— Problem details —
Look through the data below and, wherever a line carries the word "gold", please copy that line.

— Records for the exercise —
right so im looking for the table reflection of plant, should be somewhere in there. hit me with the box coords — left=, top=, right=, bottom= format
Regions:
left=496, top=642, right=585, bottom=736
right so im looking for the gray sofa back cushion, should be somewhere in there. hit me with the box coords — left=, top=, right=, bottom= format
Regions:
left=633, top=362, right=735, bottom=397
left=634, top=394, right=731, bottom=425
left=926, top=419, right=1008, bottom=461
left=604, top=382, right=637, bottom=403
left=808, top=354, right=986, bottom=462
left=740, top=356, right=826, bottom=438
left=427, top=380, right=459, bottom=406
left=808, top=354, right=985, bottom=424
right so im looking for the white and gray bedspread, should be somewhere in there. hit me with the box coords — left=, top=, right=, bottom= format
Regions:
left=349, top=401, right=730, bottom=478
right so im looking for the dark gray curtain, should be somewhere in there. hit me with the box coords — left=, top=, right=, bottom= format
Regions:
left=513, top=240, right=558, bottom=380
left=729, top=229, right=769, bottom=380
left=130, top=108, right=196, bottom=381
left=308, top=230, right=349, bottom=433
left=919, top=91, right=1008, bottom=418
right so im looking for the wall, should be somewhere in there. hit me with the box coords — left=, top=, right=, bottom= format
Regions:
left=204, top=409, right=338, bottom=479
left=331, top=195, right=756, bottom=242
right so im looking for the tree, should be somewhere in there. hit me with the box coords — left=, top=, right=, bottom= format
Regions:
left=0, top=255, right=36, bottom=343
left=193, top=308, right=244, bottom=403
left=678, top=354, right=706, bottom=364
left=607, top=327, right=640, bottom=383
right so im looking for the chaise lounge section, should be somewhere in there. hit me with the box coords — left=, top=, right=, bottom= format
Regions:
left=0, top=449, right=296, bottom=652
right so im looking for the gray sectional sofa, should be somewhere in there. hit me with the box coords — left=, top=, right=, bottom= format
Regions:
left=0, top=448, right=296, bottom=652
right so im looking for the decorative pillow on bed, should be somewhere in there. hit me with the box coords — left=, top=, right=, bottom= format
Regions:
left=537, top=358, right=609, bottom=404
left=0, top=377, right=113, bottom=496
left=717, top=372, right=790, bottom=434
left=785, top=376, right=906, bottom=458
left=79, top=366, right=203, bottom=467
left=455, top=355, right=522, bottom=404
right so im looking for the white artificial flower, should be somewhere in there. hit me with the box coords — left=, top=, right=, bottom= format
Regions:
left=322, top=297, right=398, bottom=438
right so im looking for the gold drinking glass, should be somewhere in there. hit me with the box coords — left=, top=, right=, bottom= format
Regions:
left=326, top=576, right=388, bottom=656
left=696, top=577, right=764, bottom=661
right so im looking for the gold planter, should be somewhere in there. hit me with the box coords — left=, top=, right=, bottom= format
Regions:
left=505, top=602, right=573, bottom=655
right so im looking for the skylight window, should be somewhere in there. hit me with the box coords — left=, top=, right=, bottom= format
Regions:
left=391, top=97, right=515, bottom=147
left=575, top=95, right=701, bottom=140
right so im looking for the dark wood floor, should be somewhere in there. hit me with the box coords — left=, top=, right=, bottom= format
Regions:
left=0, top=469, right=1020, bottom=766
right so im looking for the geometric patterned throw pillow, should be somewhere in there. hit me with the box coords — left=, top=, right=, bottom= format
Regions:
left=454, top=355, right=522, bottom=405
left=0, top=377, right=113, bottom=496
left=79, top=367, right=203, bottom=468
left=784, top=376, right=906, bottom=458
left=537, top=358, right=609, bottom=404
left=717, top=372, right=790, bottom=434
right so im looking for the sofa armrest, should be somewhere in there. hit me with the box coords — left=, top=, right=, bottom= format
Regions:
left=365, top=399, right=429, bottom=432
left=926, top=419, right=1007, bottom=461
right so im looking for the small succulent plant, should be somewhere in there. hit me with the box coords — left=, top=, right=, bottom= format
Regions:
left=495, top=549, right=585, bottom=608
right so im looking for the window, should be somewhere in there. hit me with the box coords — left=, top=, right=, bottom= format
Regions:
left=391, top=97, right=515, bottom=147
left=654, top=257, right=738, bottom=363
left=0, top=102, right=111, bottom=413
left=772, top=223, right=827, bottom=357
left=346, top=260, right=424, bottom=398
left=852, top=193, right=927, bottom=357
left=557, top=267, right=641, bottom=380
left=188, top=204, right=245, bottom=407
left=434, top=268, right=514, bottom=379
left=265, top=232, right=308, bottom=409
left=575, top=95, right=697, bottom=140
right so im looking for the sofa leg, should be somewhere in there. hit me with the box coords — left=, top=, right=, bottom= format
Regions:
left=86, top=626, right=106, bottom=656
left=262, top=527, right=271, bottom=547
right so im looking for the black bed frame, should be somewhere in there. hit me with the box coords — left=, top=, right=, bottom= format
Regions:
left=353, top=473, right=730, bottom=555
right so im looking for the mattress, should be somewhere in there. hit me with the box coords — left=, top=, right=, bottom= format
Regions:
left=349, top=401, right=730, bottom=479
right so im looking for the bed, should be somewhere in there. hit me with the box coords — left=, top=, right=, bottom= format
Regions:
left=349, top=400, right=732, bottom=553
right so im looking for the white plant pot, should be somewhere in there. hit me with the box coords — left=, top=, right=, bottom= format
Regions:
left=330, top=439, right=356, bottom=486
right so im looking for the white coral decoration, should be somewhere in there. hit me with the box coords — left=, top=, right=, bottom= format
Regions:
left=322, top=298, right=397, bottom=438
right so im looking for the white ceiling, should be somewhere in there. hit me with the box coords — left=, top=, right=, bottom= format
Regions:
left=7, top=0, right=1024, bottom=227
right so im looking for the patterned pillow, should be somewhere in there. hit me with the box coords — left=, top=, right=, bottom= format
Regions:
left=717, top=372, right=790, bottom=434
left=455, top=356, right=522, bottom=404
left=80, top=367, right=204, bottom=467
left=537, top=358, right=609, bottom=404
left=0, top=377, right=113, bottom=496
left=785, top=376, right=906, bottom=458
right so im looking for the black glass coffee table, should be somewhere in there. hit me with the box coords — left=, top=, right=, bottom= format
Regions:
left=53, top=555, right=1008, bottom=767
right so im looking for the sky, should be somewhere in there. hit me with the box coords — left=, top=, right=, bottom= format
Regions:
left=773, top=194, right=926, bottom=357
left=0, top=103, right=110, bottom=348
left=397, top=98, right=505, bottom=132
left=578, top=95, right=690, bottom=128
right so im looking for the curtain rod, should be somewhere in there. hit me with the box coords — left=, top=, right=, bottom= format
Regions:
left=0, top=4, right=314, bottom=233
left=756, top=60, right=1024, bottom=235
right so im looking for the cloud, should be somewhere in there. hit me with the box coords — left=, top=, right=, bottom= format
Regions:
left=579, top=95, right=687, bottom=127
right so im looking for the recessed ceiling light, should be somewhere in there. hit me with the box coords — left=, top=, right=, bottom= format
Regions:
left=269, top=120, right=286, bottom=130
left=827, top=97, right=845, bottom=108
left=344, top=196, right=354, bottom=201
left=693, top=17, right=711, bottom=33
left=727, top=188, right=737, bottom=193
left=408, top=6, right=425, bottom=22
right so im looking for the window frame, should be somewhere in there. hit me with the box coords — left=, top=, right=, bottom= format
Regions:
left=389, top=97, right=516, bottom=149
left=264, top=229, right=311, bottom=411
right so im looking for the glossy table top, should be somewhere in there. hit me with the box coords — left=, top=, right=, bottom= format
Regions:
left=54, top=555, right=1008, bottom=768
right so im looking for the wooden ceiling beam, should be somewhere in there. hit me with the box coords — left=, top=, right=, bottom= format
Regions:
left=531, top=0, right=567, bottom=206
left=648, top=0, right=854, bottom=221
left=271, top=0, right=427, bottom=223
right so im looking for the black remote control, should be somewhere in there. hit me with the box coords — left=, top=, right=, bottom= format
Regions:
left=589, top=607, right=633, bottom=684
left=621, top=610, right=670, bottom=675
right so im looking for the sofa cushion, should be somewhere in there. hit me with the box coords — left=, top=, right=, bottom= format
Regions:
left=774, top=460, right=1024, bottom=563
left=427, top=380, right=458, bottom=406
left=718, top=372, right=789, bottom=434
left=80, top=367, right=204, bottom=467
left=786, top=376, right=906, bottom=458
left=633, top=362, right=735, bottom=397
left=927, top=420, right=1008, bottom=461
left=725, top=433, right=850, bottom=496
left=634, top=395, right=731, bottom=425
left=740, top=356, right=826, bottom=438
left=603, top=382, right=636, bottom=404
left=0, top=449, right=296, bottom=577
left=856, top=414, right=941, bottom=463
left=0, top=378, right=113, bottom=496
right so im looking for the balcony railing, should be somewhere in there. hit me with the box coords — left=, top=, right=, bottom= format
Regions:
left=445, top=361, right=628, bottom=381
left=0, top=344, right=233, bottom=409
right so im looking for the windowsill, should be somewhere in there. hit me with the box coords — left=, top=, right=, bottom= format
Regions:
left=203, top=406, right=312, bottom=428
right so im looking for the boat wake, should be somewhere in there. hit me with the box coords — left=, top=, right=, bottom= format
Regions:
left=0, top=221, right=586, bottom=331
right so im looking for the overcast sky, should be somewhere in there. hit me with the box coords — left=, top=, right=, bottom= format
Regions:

— Task output —
right so im looking for the gold drinking glass, should be somewhere in there. hit me with the box coords — left=, top=, right=, bottom= format
right so im looking for the gold planter, should be somewhere in there. hit me with the box coords — left=, top=, right=, bottom= format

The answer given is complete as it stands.